### EXERCISES
1. In the passage about a dying father, list every possibility given for what the father feared would come next.
2. In the passage about a dying father, what height is given for the father?

### DOCUMENT SEGMENT

════════

Have you ever seen someone very close to you edging towards death? Maybe they can’t communicate very well – if at all, but their eyes. . . looking glass to the soul. Seeing someone that is aware that their life may be coming to an end soon can be a terrifying experience. The last time that I saw my father, his eyes scared the hell out of me. He was like a 6 foot 5 child begging for help without making much of a sound. He was so frightened of what was going to come next: Death. Heaven. Hell. Limbo. Maybe nothing but a long dirt sleep. There was sheer terror in his eyes as well as tears of regret. For once, the shoe was on the other foot. He was the one at a disadvantage. He was the one needing help. Forgiveness. Redemption. Love. Something.

Years later, if I allow myself to think about it I can see his face on that day as if he is right in front of me. No other memory of him is half as vivid as that one.

════════

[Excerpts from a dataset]

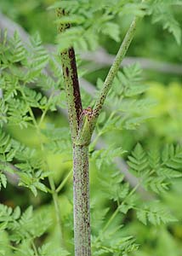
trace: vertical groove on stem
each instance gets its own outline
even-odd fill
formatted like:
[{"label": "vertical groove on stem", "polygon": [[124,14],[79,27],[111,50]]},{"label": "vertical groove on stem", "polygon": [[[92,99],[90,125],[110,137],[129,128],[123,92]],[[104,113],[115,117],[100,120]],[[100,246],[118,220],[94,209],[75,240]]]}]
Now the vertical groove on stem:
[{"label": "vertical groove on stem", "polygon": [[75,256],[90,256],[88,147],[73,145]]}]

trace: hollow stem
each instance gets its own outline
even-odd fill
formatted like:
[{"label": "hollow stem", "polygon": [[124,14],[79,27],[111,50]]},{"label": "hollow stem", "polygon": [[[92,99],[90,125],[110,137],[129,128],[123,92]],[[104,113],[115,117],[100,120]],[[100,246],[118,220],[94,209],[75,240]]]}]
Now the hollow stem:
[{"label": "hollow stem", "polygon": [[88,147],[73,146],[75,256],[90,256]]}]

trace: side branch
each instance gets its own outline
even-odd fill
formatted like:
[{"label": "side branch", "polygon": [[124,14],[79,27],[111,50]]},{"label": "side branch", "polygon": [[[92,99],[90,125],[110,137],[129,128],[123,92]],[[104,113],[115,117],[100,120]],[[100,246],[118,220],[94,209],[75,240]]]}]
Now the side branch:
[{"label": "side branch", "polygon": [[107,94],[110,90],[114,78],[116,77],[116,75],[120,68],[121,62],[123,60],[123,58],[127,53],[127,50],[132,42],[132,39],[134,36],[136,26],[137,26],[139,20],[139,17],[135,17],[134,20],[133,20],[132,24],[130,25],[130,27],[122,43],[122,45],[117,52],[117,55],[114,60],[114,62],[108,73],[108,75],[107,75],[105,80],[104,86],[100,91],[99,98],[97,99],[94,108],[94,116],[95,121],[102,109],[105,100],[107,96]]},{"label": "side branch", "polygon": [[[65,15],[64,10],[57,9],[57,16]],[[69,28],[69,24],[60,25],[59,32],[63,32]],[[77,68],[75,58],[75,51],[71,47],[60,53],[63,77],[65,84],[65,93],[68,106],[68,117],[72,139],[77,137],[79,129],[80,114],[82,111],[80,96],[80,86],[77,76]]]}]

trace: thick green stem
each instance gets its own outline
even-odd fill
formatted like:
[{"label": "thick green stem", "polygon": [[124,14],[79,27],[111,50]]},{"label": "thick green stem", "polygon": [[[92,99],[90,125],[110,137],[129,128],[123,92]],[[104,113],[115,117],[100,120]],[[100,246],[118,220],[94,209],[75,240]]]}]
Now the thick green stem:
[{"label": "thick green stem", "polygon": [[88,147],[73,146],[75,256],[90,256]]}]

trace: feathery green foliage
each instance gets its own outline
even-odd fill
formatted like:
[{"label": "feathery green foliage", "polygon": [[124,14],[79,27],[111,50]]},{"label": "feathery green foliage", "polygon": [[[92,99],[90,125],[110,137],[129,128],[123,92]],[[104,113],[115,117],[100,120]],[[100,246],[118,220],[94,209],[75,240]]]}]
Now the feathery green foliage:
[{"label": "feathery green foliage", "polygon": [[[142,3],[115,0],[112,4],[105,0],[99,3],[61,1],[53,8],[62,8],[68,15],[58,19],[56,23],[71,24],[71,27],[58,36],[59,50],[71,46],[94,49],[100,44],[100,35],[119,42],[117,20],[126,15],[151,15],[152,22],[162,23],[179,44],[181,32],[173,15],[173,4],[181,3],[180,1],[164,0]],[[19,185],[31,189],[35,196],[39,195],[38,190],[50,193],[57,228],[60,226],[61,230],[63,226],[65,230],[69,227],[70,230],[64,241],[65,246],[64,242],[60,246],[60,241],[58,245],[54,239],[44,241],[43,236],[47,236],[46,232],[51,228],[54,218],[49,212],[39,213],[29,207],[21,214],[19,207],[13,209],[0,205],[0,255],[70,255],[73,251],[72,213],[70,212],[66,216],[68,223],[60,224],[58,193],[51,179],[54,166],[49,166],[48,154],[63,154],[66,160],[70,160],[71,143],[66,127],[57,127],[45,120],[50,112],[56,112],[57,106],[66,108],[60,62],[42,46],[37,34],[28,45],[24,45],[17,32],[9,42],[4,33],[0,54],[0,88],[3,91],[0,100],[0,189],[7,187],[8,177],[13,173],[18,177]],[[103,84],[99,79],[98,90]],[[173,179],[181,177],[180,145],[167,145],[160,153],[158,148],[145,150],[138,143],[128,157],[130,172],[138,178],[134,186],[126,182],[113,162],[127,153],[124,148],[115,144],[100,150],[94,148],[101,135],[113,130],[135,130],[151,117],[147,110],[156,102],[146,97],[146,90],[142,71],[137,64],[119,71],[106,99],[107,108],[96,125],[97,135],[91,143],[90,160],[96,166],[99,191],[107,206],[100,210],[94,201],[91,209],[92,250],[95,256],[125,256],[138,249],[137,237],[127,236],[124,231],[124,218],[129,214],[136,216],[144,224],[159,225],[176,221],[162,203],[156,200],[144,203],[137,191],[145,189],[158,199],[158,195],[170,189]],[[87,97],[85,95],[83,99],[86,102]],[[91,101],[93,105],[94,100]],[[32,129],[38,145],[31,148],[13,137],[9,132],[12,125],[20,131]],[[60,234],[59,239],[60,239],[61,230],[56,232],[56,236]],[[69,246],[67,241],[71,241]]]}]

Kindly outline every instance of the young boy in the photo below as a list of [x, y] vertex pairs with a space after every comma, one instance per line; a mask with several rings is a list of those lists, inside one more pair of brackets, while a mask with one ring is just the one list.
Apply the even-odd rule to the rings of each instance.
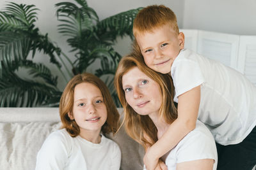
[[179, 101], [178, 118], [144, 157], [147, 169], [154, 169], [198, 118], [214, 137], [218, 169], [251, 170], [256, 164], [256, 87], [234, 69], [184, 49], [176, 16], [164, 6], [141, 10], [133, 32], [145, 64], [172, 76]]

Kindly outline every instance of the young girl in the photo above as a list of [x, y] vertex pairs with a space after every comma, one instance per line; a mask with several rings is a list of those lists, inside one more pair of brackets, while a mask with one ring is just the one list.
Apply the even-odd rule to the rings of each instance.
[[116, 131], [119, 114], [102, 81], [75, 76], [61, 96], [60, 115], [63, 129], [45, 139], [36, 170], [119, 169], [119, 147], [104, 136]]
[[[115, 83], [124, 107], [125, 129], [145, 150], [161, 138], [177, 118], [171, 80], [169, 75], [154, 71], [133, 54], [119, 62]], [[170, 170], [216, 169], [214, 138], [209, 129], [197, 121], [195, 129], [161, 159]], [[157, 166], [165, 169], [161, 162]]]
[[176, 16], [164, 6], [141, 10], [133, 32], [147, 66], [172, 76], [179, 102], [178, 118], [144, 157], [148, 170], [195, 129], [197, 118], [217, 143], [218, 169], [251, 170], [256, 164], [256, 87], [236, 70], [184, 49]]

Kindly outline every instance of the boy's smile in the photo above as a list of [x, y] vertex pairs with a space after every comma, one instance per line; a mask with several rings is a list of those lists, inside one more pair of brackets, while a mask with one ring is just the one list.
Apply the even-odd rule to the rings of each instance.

════════

### RESPONSES IN ORDER
1. Death, Heaven, Hell, Limbo, and a long dirt sleep.

2. 6 foot 5.